3. Intercept data format errors

As mentioned above, data entry problems are intercepted at each step through the data upload sequence. These data quality checks duplicate many corresponding checks and error messages generated by the function formatsitepair(). However, the error messages returned by that function are not easily interpreted by less-experienced R-users. A key design decision was taken to perform data quality checks independent of formatsitepair() and generate error messages designed to be more informative for all users. This is particularly important given the design choice described in the next section.

4. Flexible data file formats

EcoCommons users have a wide range of skills and experience in preparing and manipulating data required for model fitting. More experienced users, particularly those users with good R skills, will be able to load data into an R session from a range of formats (e.g. Excel spreadsheet, comma-separated value or csv file, etc), re-organise and export data to a variety of formats suitable for use in fitting a GDM. Existing modelling modules in EcoCommons permit only the uploading of csv-formatted text files as data tables. A design decision taken in developing the prototype R-package cmGDM, was allowing users to upload data tables in a wide selection of standard data file types. This is easily implemented in R because of the very extensive list of R-packages available in the CRAN repository which cater for many file formats.

**Given entries**
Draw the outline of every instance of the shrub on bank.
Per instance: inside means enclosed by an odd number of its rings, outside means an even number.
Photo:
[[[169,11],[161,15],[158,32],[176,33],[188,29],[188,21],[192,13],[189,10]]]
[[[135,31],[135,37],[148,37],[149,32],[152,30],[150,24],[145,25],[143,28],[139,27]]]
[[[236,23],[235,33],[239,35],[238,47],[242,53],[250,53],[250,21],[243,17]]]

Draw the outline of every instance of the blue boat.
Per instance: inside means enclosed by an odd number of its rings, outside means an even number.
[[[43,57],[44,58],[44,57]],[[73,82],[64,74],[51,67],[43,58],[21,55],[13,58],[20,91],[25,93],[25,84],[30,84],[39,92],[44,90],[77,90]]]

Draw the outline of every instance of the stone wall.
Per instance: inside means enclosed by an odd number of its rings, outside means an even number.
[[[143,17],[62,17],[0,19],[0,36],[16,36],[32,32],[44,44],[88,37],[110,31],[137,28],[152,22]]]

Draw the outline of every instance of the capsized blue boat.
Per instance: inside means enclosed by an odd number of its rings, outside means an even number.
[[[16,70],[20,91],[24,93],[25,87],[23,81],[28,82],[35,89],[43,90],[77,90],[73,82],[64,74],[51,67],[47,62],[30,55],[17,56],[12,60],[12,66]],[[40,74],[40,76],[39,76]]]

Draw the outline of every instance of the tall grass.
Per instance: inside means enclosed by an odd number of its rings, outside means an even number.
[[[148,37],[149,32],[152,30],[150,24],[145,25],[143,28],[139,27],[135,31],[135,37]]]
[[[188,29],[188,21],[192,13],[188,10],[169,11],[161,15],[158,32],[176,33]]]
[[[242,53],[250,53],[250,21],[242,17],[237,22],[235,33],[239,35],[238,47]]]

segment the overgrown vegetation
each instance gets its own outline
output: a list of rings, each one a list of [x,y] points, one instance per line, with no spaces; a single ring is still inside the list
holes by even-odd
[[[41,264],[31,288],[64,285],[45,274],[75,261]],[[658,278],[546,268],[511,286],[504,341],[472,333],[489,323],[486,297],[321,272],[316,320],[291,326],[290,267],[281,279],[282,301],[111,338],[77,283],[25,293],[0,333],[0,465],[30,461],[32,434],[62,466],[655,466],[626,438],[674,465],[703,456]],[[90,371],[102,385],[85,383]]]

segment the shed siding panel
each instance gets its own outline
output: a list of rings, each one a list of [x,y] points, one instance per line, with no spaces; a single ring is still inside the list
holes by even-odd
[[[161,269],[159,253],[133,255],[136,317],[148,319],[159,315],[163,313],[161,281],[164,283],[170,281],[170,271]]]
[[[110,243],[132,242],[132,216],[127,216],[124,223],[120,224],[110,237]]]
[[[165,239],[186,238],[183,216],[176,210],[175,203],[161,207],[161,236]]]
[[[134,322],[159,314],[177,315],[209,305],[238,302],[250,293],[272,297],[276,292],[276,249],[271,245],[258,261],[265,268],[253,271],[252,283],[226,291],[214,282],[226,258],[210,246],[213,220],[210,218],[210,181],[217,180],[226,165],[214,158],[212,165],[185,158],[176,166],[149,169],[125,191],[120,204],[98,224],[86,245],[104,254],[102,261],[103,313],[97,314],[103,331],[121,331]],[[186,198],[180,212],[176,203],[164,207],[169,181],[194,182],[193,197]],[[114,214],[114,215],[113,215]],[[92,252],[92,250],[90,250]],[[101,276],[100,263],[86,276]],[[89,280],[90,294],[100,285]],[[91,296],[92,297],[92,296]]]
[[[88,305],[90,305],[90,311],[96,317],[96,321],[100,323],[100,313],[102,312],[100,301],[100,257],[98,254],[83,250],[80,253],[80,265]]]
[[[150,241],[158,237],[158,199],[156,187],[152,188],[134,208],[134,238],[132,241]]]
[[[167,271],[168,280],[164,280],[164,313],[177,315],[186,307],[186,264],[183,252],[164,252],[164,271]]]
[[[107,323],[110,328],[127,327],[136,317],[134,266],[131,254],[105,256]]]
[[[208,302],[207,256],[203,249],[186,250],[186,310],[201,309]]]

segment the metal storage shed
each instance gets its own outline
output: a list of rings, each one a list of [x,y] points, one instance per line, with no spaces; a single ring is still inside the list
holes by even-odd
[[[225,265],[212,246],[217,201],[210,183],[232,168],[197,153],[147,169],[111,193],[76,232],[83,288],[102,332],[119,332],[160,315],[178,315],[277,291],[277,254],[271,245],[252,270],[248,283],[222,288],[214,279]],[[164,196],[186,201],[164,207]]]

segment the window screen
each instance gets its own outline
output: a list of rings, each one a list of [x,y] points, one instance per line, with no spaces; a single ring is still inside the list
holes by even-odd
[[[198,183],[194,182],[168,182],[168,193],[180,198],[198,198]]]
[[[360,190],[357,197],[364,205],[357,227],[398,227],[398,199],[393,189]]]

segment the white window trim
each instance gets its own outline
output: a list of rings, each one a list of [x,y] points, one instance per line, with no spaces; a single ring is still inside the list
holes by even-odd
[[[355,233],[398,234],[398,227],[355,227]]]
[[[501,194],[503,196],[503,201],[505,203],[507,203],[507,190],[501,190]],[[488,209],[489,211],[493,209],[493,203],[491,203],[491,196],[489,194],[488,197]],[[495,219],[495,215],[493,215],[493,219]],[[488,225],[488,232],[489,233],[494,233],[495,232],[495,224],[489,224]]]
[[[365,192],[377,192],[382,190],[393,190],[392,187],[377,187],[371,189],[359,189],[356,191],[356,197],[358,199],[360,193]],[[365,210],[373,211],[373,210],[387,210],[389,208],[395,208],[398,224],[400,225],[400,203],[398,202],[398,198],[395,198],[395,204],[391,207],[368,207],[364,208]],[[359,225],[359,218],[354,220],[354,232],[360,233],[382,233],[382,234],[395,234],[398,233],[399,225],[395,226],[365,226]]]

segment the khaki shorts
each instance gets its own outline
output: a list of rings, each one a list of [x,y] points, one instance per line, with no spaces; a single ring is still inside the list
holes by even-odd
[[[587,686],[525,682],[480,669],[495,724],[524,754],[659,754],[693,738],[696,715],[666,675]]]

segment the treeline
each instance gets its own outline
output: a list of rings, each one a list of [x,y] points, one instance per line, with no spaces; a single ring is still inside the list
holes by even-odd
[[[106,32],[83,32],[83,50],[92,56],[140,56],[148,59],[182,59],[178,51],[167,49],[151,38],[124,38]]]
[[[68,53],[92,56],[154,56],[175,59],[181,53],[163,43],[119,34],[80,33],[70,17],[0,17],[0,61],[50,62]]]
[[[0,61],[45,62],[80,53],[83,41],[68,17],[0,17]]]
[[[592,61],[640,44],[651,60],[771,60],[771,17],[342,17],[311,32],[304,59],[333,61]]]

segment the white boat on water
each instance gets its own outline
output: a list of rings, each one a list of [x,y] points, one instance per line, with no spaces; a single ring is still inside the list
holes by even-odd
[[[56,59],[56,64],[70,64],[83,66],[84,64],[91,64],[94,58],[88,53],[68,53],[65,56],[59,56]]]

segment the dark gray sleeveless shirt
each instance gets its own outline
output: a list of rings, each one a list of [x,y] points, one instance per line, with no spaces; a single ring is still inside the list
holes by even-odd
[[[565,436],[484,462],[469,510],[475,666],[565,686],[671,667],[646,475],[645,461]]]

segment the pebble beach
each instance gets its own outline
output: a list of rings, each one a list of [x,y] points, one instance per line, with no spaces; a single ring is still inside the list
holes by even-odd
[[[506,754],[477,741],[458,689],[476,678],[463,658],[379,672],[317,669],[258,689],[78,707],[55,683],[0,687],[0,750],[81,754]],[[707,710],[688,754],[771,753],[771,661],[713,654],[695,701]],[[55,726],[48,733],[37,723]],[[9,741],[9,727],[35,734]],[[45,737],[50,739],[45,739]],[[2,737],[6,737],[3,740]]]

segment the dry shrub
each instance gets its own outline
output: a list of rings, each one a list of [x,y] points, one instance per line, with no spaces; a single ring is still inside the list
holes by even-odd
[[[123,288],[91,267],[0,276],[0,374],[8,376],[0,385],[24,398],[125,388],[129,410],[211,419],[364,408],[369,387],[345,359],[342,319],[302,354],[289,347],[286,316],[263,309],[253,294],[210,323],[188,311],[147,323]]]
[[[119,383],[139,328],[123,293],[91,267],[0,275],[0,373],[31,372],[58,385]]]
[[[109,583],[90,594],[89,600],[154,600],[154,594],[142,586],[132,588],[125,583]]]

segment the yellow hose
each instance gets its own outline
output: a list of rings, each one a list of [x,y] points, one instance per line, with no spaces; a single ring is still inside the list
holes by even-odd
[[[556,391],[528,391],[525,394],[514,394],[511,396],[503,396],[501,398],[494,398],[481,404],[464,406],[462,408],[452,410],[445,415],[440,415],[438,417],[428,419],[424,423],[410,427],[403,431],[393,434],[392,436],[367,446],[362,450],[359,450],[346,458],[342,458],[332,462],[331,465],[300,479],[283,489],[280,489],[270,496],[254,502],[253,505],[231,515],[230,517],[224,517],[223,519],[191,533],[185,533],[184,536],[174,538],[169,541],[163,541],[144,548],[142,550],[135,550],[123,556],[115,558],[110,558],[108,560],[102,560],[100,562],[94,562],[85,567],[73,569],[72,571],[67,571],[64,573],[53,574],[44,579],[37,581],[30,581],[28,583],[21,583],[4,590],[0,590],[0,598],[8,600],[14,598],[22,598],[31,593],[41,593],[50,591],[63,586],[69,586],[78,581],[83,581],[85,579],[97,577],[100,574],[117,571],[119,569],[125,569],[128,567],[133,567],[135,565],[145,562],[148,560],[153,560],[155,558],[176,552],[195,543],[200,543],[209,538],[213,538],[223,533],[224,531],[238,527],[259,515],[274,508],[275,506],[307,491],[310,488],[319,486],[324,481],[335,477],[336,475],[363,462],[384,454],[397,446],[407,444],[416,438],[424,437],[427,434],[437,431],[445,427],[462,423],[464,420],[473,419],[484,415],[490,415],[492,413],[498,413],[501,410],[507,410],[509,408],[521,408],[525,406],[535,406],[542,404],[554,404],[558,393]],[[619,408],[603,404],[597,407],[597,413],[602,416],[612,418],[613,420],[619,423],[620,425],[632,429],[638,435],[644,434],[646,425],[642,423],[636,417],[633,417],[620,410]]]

**Request 1**
Please print the part of the cmGDM data upload text that opens with the words containing "4. Flexible data" and closes with "many file formats.".
**Request 2**
Carry on the cmGDM data upload text from the point where it stops.

**Task output 1**
4. Flexible data file formats

EcoCommons users have a wide range of skills and experience in preparing and manipulating data required for model fitting. More experienced users, particularly those users with good R skills, will be able to load data into an R session from a range of formats (e.g. Excel spreadsheet, comma-separated value or csv file, etc), re-organise and export data to a variety of formats suitable for use in fitting a GDM. Existing modelling modules in EcoCommons permit only the uploading of csv-formatted text files as data tables. A design decision taken in developing the prototype R-package cmGDM, was allowing users to upload data tables in a wide selection of standard data file types. This is easily implemented in R because of the very extensive list of R-packages available in the CRAN repository which cater for many file formats.

**Task output 2**
The file formats currently supported by cmGDM include:

  • comma-separated value (csv) text files;
  • TAB-separated (tsv) text files;
  • space-separated text files;
  • openDocument (ods) format spreadsheets;
  • Excel spreadsheets (xls & xlsx) spreadsheets.

For spreadsheets, users can select the sheet within a multi-sheet document (more correctly referred to as a 'workbook') by sheet number or name as this is a parameter available in the functions called from relevant packages to import spreadsheets.

5. Loosely OO design

A major design choice in the prototype package cmGDM was to use an object-oriented approach as much as possible. The package implements a simple S3 object of class "cm_experiment" which embodies the staged approach to data collation and quality checking.

Test Data set and testing process

An important aspect of implementing a flexible data entry front-end is rigorous testing of the many combinations or data states likely to be encountered in use. A test data suite was developed to facilitate comprehensive testing during development.

Data files

Sets of small data files within each data component required to fit a GDM have been prepared to provide a cross-section of the errors which must be trapped. The files and the conditions they test are listed in the following table. The files are available in the test_data folder of the GitLab repository.

File names reflect the error condition contained within each file (where error condition includes the state No error as indicated by "OK" within the file name).

Test procedure

The "Community modelling" Jupyter Notebook sets four tests examples.

Because a trapped error invokes the stop() function, running each test involves highlighting the appropriate lines and then clicking on the "Run" option in R-Studio. An error-checking test is expected to emit the appropriate error message to the R-console.

Running the "OK" test should emit no message - just a return to the command prompt. Typing thisExperiment$status on the command line will show that the status flag for the data component under test is TRUE. For example, immediately after instantiating a new experiment object we will see the following:

> library(cmGDM)
Loading required package: gdm
> thisExperiment <- cm_create_new_experiment("user123", "Blah")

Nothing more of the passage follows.